▸ **Exercise task**: Reproduce the listing word for word, starting at its first line and continuing through the line containing "[[[50,151],[0,149],[0,188],[35,175],[53,167],[57,158]]]", with that line included.

--- begin Recorded data ---

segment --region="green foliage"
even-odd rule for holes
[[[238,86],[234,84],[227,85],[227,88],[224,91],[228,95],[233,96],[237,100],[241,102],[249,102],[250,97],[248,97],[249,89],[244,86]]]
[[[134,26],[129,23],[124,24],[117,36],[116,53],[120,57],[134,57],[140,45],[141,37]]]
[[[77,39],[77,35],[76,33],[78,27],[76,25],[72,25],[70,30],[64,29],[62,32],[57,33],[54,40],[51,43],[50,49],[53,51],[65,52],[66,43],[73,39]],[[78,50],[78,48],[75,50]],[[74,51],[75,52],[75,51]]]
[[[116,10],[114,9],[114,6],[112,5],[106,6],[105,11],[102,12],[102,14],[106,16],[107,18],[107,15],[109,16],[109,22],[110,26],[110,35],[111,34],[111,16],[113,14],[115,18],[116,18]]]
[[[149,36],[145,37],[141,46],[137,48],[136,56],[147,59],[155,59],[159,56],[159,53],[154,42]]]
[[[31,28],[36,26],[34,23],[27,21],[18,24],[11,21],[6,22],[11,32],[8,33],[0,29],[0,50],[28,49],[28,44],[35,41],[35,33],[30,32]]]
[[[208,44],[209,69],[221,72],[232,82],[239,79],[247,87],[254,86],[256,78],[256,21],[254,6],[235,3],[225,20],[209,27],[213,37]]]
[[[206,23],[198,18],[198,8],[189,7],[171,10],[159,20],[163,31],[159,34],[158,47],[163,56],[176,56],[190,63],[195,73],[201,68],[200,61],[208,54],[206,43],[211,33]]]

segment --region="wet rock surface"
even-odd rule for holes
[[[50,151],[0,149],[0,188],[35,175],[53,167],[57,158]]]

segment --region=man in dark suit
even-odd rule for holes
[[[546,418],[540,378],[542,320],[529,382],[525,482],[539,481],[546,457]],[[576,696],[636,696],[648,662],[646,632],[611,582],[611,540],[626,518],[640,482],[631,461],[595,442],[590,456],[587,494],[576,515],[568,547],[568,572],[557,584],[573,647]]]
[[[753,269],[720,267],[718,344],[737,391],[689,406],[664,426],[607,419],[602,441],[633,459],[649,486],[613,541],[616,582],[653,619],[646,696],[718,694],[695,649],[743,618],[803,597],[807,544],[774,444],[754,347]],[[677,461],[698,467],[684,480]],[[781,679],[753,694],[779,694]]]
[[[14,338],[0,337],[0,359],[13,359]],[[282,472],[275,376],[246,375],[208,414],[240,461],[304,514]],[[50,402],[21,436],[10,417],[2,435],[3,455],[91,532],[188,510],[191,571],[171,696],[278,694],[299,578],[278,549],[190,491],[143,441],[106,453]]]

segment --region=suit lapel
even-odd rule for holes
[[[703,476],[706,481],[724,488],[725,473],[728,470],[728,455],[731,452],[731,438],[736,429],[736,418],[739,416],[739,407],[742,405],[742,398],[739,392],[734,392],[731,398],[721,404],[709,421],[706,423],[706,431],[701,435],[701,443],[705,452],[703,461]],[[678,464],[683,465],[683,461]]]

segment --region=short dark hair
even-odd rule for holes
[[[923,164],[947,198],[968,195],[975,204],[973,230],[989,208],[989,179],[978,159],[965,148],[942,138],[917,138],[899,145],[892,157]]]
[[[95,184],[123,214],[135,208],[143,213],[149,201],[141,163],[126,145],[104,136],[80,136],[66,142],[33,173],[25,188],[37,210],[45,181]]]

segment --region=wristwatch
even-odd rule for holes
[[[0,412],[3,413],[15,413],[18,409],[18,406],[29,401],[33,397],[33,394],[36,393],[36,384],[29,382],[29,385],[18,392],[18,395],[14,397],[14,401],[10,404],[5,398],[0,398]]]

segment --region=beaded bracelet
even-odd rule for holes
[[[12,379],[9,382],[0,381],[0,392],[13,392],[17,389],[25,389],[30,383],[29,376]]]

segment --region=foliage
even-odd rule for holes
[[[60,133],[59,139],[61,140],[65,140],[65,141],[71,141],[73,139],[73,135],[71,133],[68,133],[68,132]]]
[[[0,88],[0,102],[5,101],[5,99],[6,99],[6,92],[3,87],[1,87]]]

--- end Recorded data ---

▸ **Expected output**:
segment --region="green foliage"
even-odd rule for holes
[[[238,86],[234,84],[227,85],[227,88],[224,91],[228,95],[233,96],[237,100],[241,102],[249,102],[250,97],[248,97],[249,89],[244,86]]]
[[[134,26],[129,23],[124,24],[117,36],[116,53],[120,57],[134,57],[140,45],[141,37]]]
[[[77,39],[77,35],[76,33],[78,27],[76,25],[72,25],[70,30],[64,29],[62,32],[57,33],[54,40],[51,43],[50,49],[53,51],[65,52],[66,43],[73,39]],[[78,50],[78,48],[75,50]],[[74,51],[75,52],[75,51]]]
[[[116,10],[114,9],[114,6],[112,5],[106,6],[105,11],[102,12],[102,14],[106,16],[107,18],[107,15],[109,16],[109,22],[110,26],[110,35],[111,34],[111,16],[113,14],[115,18],[116,18]]]
[[[149,36],[145,37],[141,46],[137,48],[136,56],[147,59],[155,59],[159,56],[159,53],[154,42]]]
[[[31,28],[36,26],[34,23],[27,21],[18,24],[11,21],[6,22],[11,32],[8,33],[0,29],[0,50],[28,49],[28,44],[35,41],[35,33],[30,32]]]
[[[208,44],[209,69],[221,72],[232,82],[239,79],[247,87],[254,86],[256,78],[256,21],[254,6],[235,3],[225,20],[209,27],[213,37]]]
[[[206,23],[198,18],[198,8],[189,7],[171,10],[159,20],[163,31],[159,34],[158,47],[163,56],[176,56],[190,63],[195,73],[201,68],[200,61],[208,54],[206,43],[211,33]]]

segment --region="wet rock surface"
even-odd rule for holes
[[[50,151],[0,149],[0,188],[35,175],[53,167],[57,158]]]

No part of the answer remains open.